#### WRITTEN EXERCISE
The records below are to be repeated in full, exactly as they are.

──────

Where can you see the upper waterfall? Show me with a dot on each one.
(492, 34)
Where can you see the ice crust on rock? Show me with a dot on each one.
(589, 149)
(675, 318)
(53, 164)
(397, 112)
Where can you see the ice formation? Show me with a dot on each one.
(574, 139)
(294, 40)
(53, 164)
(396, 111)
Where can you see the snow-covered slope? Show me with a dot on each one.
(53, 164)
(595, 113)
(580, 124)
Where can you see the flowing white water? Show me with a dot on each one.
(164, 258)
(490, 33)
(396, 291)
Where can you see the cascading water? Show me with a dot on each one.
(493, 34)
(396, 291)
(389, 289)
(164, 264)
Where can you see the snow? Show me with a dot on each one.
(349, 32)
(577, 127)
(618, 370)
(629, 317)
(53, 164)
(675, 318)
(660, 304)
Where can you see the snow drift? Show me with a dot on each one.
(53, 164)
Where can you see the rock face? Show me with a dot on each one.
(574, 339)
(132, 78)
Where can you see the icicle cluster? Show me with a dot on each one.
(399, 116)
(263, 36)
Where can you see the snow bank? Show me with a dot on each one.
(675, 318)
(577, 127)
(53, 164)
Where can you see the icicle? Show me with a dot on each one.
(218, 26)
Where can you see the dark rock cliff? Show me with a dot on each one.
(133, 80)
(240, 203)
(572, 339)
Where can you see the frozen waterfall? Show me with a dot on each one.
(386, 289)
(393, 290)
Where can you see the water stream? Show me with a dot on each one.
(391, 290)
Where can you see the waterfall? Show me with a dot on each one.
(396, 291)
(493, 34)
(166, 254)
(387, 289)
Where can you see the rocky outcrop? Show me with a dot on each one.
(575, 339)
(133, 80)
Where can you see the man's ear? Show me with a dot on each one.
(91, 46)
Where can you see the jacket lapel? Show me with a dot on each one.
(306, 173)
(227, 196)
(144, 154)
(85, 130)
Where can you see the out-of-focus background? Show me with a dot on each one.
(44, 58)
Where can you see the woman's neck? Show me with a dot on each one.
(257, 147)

──────

#### EXERCISE RESULT
Where can you see the upper waterfall? Show me with a dot on each one.
(492, 34)
Where can you see the ice crust on rock? Show me with a dot on each one.
(589, 149)
(675, 318)
(53, 164)
(397, 112)
Where can you see the ice formation? Show me with a dot on each one.
(574, 139)
(294, 40)
(53, 164)
(396, 111)
Where can you see the snow-covered slope? Show me with a dot on each one.
(53, 164)
(595, 113)
(580, 124)
Where can you see the flowing white water? Show me with a dot on each one.
(164, 258)
(490, 33)
(396, 291)
Where can you see the cascading water? Show me with a dot on each one.
(493, 34)
(396, 291)
(389, 289)
(164, 264)
Where can you see the snow? Show me with a dot on each one.
(349, 32)
(577, 127)
(618, 370)
(629, 317)
(53, 164)
(675, 318)
(660, 304)
Where can you see the snow drift? Show me with a dot on each one.
(53, 164)
Where can you see the rock face? Show me with a dot on each one.
(574, 339)
(132, 78)
Where can you see the icicle cluster? Show me with a dot on each one.
(399, 116)
(263, 36)
Where can you see the snow bank? Show me with a dot on each one.
(675, 318)
(577, 127)
(53, 164)
Where can you see the icicle? Show me with a dot on each one.
(218, 26)
Where can you see the dark rock cliff? Show me with a dot on each one.
(133, 80)
(240, 203)
(572, 339)
Where can you see the frozen waterfall? Show me with a dot on each one.
(386, 289)
(393, 290)
Where can you see the water stream? Show me with a dot on each one.
(391, 290)
Where can you see the waterfall? Show me with a dot on each one.
(396, 291)
(493, 34)
(166, 254)
(387, 289)
Where can you see the rocky outcrop? Show me with a dot on each one.
(575, 339)
(133, 80)
Where can you see the man's ear? Show me with a dot on each one.
(91, 46)
Where can you see the jacket lapel? Show me with a dot on each one.
(306, 173)
(227, 196)
(144, 154)
(85, 130)
Where can you see the out-of-focus background? Show me with a dot on each one.
(44, 58)
Where can you see the woman's neck? Show me with a dot on each one.
(257, 147)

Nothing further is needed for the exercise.